- What you have to do -
Repeat, word for word, the stretch of the account of abortion deaths from "On May 17, 1919, 27-year-old" through "one of them.".

- Text segment -

┄┄┄┄┄┄┄┄┄┄┄┄┄┄┄┄┄┄┄┄

Abortion Deaths: 1876, 1919, 1924, 1972

New York Midwife, 1876

Matilda Beringer, age 34 arranged for an abortion, which was perpetrated by midwife Johanna White at her New York practice in mid-March of 1876. Immediately Matilda began to experience severe pain so she went straight home and took to her bed. On Saturday, May 14, Dr. William Fayner was called on to care for her and found her suffering from peritonitis. When his efforts to treat her did not have the desired effect he brought in a second physician, Dr. Samuel Gluck to consult. The two continued to treat her until her death on May 17.

Matilda's husband, Edward, told authorities the he'd heard gossip about his wife but that she had never said anything to him about the abortion. The police evidently had no reason to doubt him, since he was not charged as an accessory in his wife's death. When arrested, White admitted to having perpetrated the abortion and was held on $2,000 bond.


Unknown in Chicago, 1919

On May 17, 1919, 27-year-old nurse Gertrude Schaefer, a widow, died at Chicago's Wesley Hospital from septicemia caused by an abortion perpetrated by an unidentified person. Given the plethora of physicians and midwives operating with little let or hindrance in Chicago at the time, it is likely that Gertrude had availed herself of one of them.

┄┄┄┄┄┄┄┄┄┄┄┄┄┄┄┄┄┄┄┄

- Supplied material -
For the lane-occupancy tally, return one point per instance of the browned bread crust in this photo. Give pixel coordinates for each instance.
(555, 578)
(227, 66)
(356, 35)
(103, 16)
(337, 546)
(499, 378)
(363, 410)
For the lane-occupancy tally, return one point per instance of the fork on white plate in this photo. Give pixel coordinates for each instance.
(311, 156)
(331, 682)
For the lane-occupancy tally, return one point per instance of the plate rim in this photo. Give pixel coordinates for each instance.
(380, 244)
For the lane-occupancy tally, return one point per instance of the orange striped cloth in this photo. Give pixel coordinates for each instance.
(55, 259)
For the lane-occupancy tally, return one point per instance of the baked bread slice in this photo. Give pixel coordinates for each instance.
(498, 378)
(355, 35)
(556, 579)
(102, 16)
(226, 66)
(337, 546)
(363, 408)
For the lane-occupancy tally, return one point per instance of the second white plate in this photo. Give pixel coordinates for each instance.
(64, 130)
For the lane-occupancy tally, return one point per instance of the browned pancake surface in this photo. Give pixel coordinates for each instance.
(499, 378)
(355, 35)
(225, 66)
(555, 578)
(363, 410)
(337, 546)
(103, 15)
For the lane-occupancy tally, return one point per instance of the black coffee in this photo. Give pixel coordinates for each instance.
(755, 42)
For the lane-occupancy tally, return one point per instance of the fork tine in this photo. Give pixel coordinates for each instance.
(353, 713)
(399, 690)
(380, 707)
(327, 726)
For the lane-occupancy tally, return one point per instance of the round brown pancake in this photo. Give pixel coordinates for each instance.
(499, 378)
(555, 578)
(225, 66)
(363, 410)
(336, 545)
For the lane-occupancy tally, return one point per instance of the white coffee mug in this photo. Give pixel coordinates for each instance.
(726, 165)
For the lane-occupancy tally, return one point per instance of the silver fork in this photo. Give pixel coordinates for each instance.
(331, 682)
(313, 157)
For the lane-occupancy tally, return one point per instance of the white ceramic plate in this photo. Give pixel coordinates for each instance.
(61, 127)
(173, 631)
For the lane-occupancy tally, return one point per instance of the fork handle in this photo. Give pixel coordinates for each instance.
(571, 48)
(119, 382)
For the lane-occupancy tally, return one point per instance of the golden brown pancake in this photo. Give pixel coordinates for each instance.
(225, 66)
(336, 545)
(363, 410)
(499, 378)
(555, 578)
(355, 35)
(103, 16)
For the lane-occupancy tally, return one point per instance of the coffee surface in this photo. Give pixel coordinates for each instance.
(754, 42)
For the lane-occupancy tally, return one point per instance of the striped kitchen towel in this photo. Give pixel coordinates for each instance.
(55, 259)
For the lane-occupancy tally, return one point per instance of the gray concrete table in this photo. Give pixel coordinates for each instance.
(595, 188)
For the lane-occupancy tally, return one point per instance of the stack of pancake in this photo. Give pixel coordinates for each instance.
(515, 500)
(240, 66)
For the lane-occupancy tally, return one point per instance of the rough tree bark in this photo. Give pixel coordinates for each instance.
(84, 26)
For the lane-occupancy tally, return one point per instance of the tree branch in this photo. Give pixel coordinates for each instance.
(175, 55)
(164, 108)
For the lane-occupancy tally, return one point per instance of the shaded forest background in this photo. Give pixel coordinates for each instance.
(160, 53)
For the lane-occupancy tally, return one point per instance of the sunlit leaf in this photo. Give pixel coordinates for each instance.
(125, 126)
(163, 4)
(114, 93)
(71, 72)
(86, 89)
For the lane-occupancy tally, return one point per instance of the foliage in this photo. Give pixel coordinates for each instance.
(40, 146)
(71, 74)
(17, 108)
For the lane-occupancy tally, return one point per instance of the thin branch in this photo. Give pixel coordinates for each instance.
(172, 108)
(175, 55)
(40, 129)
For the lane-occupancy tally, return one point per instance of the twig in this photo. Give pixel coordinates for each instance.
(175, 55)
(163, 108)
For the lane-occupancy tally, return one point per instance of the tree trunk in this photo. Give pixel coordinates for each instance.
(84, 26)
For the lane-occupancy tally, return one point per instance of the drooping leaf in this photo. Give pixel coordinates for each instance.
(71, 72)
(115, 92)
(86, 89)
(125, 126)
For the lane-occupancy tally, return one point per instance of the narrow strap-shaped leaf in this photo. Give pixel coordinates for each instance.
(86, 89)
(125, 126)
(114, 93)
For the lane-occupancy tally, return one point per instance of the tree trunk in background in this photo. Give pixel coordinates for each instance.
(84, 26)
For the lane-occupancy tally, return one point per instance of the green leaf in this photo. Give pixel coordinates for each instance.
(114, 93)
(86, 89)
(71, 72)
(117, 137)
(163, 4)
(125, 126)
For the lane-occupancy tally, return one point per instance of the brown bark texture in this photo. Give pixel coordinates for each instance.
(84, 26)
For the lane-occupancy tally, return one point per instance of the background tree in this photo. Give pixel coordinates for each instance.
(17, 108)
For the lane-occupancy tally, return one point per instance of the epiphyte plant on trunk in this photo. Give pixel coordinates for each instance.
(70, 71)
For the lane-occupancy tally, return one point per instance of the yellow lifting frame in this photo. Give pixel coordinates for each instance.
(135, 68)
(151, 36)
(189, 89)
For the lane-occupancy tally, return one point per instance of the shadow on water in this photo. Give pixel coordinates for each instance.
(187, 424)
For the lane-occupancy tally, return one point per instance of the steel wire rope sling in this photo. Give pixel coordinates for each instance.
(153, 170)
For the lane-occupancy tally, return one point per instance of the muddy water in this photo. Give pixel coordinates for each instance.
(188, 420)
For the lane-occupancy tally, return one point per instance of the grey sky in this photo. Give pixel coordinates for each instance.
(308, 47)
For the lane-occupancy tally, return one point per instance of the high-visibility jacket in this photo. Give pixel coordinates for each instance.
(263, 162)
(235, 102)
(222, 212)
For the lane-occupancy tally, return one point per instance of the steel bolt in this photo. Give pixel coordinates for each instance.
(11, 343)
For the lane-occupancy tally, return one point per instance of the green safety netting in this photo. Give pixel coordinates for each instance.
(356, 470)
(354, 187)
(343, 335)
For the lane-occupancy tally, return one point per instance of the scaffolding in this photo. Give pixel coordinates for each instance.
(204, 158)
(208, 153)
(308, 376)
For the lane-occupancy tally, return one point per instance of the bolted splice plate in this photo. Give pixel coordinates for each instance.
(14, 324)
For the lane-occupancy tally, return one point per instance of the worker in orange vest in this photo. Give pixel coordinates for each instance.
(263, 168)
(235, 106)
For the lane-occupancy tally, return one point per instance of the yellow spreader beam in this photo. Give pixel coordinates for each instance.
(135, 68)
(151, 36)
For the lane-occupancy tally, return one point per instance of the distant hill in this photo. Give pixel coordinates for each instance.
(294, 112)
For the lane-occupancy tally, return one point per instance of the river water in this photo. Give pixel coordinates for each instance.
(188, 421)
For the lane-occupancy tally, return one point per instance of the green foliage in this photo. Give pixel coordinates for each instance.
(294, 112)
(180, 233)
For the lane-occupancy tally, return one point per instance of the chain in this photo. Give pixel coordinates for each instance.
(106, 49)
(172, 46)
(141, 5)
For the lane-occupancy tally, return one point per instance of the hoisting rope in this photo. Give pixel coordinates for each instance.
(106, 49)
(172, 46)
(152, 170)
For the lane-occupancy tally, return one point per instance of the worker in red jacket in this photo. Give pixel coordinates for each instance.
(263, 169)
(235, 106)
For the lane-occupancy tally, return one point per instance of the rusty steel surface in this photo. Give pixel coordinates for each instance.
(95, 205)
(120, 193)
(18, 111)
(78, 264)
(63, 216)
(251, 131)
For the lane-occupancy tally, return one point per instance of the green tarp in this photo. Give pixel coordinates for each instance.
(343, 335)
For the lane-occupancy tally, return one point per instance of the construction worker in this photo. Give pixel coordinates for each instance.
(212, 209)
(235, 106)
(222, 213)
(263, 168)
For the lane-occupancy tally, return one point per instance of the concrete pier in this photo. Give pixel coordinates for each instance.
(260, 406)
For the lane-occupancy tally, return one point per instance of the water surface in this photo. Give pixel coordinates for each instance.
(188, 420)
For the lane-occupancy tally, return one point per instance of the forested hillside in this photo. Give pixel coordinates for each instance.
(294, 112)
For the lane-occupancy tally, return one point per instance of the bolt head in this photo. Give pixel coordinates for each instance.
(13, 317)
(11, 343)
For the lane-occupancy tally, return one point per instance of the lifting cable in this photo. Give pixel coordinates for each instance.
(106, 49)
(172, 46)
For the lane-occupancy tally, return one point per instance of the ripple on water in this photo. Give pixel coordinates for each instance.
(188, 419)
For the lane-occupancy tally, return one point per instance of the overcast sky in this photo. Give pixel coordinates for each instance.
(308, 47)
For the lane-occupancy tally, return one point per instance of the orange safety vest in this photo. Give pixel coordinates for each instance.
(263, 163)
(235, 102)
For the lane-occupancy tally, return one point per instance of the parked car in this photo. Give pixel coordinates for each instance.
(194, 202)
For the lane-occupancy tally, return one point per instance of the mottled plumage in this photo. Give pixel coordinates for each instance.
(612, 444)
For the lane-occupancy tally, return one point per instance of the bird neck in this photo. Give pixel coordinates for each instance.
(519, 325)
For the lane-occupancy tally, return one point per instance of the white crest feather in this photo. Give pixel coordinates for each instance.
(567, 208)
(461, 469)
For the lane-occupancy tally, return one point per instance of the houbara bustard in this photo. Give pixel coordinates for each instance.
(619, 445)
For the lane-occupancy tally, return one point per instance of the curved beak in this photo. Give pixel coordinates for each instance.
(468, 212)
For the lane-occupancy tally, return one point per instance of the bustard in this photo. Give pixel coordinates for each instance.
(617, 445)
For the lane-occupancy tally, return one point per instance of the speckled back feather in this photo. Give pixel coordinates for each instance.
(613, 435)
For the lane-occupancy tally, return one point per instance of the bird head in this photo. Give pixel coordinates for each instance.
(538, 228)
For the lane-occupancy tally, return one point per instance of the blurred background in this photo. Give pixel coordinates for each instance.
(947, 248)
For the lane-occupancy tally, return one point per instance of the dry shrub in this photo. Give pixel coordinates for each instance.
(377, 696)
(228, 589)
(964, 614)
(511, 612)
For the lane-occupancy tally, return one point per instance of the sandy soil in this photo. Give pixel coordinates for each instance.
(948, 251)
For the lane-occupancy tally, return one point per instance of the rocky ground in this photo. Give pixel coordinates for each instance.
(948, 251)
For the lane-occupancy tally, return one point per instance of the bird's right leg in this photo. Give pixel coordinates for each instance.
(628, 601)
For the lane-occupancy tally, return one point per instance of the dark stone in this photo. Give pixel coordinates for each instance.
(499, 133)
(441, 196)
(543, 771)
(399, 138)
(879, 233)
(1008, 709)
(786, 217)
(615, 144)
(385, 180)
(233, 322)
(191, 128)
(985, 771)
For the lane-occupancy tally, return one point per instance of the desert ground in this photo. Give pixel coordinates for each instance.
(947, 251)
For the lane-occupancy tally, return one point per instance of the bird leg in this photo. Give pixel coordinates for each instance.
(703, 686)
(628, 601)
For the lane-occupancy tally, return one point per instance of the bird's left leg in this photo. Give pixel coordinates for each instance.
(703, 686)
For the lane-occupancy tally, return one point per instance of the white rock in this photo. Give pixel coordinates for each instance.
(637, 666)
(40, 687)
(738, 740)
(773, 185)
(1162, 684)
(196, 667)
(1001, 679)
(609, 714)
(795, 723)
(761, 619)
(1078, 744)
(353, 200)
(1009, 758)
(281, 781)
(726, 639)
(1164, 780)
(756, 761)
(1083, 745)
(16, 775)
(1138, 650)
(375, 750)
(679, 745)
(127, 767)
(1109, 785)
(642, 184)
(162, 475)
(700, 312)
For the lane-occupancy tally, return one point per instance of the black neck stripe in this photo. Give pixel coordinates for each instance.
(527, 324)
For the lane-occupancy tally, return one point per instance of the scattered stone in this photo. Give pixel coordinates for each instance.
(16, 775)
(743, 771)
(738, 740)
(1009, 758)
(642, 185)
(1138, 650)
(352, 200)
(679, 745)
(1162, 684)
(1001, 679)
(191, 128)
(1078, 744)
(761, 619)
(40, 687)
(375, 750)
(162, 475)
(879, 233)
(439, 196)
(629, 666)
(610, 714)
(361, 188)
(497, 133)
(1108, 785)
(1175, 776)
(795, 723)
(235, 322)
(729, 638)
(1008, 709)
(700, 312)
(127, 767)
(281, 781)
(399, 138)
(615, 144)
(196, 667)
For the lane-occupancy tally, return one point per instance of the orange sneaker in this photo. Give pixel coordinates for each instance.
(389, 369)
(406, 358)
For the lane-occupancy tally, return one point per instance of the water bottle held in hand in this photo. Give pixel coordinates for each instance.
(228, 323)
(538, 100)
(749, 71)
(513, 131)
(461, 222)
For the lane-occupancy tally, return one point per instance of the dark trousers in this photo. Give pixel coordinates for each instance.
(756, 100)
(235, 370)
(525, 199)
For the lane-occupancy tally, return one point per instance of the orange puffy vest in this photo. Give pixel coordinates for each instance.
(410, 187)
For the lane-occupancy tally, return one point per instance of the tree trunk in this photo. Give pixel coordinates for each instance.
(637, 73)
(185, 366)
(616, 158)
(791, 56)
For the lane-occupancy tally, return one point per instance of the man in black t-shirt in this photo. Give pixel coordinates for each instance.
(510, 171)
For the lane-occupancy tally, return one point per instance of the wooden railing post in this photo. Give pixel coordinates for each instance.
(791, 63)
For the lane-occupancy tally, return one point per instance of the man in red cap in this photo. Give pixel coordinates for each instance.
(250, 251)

┄┄┄┄┄┄┄┄┄┄┄┄┄┄┄┄┄┄┄┄

- Response area -
On May 17, 1919, 27-year-old nurse Gertrude Schaefer, a widow, died at Chicago's Wesley Hospital from septicemia caused by an abortion perpetrated by an unidentified person. Given the plethora of physicians and midwives operating with little let or hindrance in Chicago at the time, it is likely that Gertrude had availed herself of one of them.